▸ WHAT YOU HAVE TO DO: Write out the passage of the bison skull article that opens with the words containing "Through Professor Arthur" and closes with "were in vain.", copying it word for word.

▸ EXERCISE TEXT:
+---+
Repatriating a prehistoric bison skull

Charles Helm, Tumbler Ridge Museum Foundation


Circa 2004, soon after we formed the Tumbler Ridge Museum Foundation, we learned of a 1993 M.Sc. Thesis by a student at Simon Fraser University, Kevin Woolf. In it he documented a fascinating fact about Tumbler Ridge: in the early 1980s, during the excavation of the gravel pit (beside the current ninth hole of the golf course), a prehistoric bison skeleton had been unearthed.

Woolf wrote: “The bison was reported as articulated when found but much of the skeleton had been scavenged or discarded by the gravel pit workers.”  However, the skull had been salvaged and had become known to the University, and Woolf proceeded to describe it and the related post-Ice-Age events in the Tumbler Ridge area in considerable detail. Radiocarbon dating had established its age as about 12 000 years. Analysis of the skull size and bone structure suggested that it was a mature male.

Through Professor Arthur Roberts, of the Geography Department at the University, we tried to see if the skull could somehow be returned to our fledgling museum as a prized exhibit. However, it was in private hands, and all our attempts were in vain.

Then, in the summer of 2014, we made contact with Dr Jon Driver, Professor of Archaeology at SFU, and Dr Barbara Winter, Curator of the University’s Museum of Archaeology and Ethnology.  This was related to potential archaeological sites of interest which we had discovered within the proposed Tumbler Ridge Aspiring Geopark.  We wondered whether, a decade later, just possibly they might know something about “our” bison’s whereabouts, and so we sent an email query.

The response came two minutes later, and was rather surprising. Not only was the skull in the possession of Dr Driver, but he was more than willing to donate it to the Tumbler Ridge Museum.  Furthermore, he and Dr Winter would package it and ensure its safe repatriation to our community during their planned September field trip!

How did Dr Driver come to own this specimen? Dr Roberts had recently told him it was being featured in an on-line auction, and he had bid a whole ten dollars. This had secured it in the absence of any competing bids.
+---+
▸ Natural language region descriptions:
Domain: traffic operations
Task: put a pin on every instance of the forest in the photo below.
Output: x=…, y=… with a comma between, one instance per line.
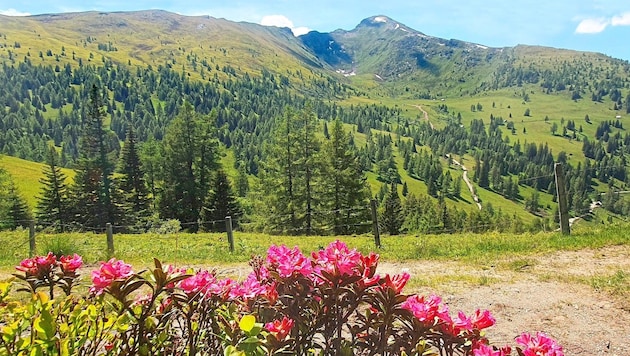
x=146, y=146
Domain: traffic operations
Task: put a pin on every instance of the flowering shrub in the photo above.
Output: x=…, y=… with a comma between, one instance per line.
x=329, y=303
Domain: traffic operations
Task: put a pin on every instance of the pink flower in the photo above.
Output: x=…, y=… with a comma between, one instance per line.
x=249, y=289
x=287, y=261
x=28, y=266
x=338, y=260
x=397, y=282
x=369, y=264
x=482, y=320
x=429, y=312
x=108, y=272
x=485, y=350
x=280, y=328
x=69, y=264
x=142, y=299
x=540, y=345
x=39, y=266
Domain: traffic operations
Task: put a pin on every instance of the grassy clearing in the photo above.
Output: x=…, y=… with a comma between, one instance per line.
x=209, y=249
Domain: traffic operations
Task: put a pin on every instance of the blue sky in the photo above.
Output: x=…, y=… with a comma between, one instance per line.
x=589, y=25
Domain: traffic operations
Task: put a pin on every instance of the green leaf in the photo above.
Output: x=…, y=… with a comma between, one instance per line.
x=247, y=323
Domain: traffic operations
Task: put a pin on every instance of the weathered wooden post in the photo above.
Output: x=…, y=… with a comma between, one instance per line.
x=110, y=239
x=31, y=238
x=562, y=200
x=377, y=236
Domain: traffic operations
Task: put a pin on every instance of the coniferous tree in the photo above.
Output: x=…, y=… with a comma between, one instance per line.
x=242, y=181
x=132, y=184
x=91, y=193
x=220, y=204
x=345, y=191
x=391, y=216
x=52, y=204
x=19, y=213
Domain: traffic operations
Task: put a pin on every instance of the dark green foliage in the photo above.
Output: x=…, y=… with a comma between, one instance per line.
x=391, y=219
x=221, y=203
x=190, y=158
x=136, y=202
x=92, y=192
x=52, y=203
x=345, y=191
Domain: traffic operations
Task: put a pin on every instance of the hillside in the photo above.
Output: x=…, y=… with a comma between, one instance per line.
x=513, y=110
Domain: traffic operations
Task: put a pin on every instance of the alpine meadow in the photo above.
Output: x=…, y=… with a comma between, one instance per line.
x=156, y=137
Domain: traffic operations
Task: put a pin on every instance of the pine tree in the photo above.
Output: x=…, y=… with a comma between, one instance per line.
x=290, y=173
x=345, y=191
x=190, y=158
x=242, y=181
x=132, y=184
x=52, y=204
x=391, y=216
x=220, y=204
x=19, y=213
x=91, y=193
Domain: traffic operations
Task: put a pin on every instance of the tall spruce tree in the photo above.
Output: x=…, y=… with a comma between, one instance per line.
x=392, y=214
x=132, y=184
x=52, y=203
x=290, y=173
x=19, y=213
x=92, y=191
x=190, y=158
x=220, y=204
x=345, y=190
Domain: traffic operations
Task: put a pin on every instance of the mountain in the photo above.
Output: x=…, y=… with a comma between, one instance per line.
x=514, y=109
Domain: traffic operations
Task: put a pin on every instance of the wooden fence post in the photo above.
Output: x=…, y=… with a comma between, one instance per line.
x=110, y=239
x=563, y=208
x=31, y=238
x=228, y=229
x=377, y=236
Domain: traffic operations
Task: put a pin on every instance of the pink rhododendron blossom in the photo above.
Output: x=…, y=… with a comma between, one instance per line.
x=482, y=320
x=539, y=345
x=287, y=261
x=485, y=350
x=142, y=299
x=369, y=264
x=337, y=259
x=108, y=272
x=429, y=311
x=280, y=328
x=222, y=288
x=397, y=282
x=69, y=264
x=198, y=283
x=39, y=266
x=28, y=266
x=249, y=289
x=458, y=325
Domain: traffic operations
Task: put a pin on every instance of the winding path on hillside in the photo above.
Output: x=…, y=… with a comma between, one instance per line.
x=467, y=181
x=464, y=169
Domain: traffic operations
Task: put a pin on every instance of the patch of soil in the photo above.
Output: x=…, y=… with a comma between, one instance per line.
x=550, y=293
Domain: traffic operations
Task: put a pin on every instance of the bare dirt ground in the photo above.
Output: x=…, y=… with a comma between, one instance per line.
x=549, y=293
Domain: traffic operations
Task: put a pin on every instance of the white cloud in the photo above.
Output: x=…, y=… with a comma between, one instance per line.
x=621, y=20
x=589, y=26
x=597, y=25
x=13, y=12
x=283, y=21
+---+
▸ EXPECTED ANSWER:
Through Professor Arthur Roberts, of the Geography Department at the University, we tried to see if the skull could somehow be returned to our fledgling museum as a prized exhibit. However, it was in private hands, and all our attempts were in vain.